## [Assigned task 1]
Print the stretch of the Obamacare forum article from "Emanuel responded by" through "should be adjusted.", word for word.
## [Assigned task 2]
Proceed with the article on the Obamacare forum in Denver, picking up after its last sentence.
Excerpted text: Begin
Obamacare’s author defends law in Denver
DENVER — Zeke Emanuel, considered one of the architects of Obamacare, touted the law’s benefits here Thursday morning at a forum sponsored by the Denver Post and University of Denver and in an interview with FOX31 Denver.
“We’ve had cost control problems in our healthcare system for 40 years,” Emanuel said during the forum. “Our healthcare system is the fifth biggest economy in the world. Limited access, uneven quality and uncontrolled cost are the three reasons why President Obama committed himself to this cause.”
Emanuel, the older brother of Obama’s first White House Chief of Staff and current Chicago Mayor Rahm Emanuel, said it’s still too soon to assess the impact of the landmark law, some of which has yet to take effect.
“By the end of the decade, by 2020, you are all guaranteed to have a much better healthcare system because of the Affordable Care Act,” he said. “Everybody in America will have access to health coverage.”
On the Individual Mandate
Emanuel also defended and explained the individual mandate, upheld in a 5-4 Supreme Court decision handed down in June, arguing that it’s an essential mechanism in order to force insurers to cover all Americans and to keep premiums low.
“I understand many people don’t sit well with the mandate,” he said. “Americans don’t like to be told what to do. But let’s be real. You cannot prohibit insurance companies from not covering people with preexisting conditions without the mandate. That’s why we fought for it.”
Linda Gorman, a policy analyst at the Independence Institute, a conservative think tank based in Denver, offered a counter-argument against “Obamacare” at the forum.
“I think Obamacare needs to be repealed and replaced,” she said.
Gorman took issue with the individual mandate, which will force all Americans to buy health insurance by 2014, and also with the mandate forcing any business with 50 or more employees to provide healthcare for its workers.
“What gives you the right to say whether I’m a small business and whether I should be forced to pay thousands of dollars for healthcare?” Gorman asked Emanuel. ‘
“This is a very bad deal for business owners. You’re taxing businesses’ capital for investment that they can use to hire more people. If I’m a business with 49 people, I’m not going to hire that 50th person. It’s just a bad deal for job creators.”
Emanuel responded by saying there isn’t a penalty for businesses that don’t offer insurance plans for employees.
“And if a company is 100 people, maybe it’s not a ‘small business’; maybe it’s time they step up and help their employees get coverage.
On financial incentives
Both Emanuel and Gorman believe that changing the incentives that drive behavior in the health care market is important, but they disagree on which incentives should be adjusted.
In Gorman’s view, government should work to give Americans more control over their health care and less dependent on insurance policies and premiums.
Excerpted text: End
Records provided: Begin
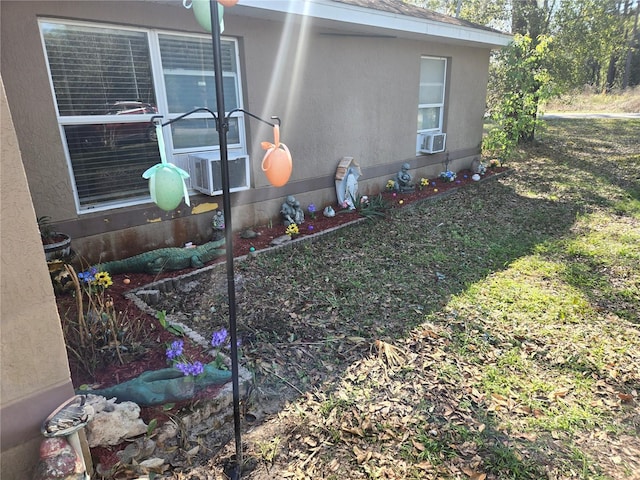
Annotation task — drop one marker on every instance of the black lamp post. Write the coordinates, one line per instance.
(222, 126)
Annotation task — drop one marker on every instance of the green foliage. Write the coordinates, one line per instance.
(374, 207)
(44, 225)
(174, 329)
(520, 82)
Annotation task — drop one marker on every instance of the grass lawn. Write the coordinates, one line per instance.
(488, 334)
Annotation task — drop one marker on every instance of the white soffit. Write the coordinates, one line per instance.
(372, 22)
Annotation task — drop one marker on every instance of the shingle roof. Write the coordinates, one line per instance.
(402, 8)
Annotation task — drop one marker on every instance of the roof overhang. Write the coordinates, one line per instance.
(345, 19)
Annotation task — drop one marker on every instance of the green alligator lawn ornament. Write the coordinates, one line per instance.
(158, 387)
(166, 259)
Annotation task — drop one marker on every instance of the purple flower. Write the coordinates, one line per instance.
(219, 338)
(195, 368)
(175, 349)
(89, 275)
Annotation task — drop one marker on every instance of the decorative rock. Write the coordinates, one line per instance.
(152, 463)
(475, 165)
(249, 234)
(113, 422)
(282, 239)
(150, 297)
(58, 461)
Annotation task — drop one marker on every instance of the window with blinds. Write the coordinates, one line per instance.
(431, 94)
(105, 92)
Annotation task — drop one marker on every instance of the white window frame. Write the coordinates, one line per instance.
(440, 105)
(179, 156)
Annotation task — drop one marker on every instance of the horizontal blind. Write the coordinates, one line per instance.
(187, 63)
(94, 67)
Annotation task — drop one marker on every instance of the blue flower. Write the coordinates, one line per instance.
(175, 349)
(195, 368)
(219, 338)
(88, 276)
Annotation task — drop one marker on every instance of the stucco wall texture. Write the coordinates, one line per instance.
(35, 372)
(337, 95)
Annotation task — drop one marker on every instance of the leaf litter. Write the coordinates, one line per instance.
(449, 341)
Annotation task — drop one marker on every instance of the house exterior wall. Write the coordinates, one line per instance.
(337, 96)
(35, 371)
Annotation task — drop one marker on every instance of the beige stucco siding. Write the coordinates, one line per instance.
(35, 372)
(337, 95)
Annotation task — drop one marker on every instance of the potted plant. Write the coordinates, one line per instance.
(56, 244)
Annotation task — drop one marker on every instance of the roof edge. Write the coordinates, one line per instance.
(348, 13)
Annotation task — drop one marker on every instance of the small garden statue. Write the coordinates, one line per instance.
(291, 212)
(162, 386)
(403, 180)
(347, 175)
(217, 223)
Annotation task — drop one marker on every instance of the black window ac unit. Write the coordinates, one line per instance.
(206, 176)
(432, 142)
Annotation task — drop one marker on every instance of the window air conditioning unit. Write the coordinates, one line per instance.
(206, 174)
(432, 142)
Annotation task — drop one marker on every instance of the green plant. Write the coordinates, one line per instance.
(292, 230)
(170, 327)
(269, 449)
(97, 333)
(44, 225)
(523, 82)
(371, 207)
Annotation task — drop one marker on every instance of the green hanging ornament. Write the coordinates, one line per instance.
(166, 181)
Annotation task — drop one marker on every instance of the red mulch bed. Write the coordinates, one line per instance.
(157, 338)
(154, 358)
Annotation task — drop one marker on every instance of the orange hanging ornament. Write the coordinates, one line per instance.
(276, 163)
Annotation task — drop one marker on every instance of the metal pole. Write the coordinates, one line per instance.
Records provided: End
## [Output 1]
Emanuel responded by saying there isn’t a penalty for businesses that don’t offer insurance plans for employees.
“And if a company is 100 people, maybe it’s not a ‘small business’; maybe it’s time they step up and help their employees get coverage.
On financial incentives
Both Emanuel and Gorman believe that changing the incentives that drive behavior in the health care market is important, but they disagree on which incentives should be adjusted.

## [Output 2]
“If you make Medicare look more Iike a private healthcare plan, people will find more reasons to cut costs,” Gorman said. “You have to change the incentives and make consumers more likely to be smarter with their healthcare dollars.
“If you let people put as much of their own money in as possible, they spend their money more wisely.”
She argued that limits on what insurance companies can charge and forcing most health care to be delivered through insurance programs drives up costs overall.
“We don’t know how much healthcare people need. Why are we spending a bunch of money on health and wellness programs when we don’t know if they work? You should let people decide how much care they need, not force everyone to buy employer plans that are larded up with things we don’t need.”
Emanuel agrees that changing incentives for consumers is important, but that changing incentives for hospitals and doctors providing care is paramount.
“Right now, hospitals have incentive to do more treatments and more expensive treatments,” he said. “Unless we change that, were not going to change what we do. With the Affordable Care Act, we are incentivizing them to change how they care for people so the don’t just wait for people to get sick before they care for them.
“Spending in the healthcare market is uneven. Fifty percent of the population, healthy people, account for just three percent of the cost of healthcare. We need to focus on the ten percent of the population who are sick and to incentivize doctors to treat them earlier, before they get sick.”
On healthcare exchanges
Emanuel argued that state-based healthcare exchanges, online marketplaces where consumers will be able to compare policies and rates starting in 2014, will offer consumers the kinds of options Gorman argues they deserve.
“The purpose of the exchange is to provide individuals with a wide variety of plans at different levels and to give them subsidies to be able to afford it,” Emanuel said. “It is a very market-friendly, efficient place to get coverage.”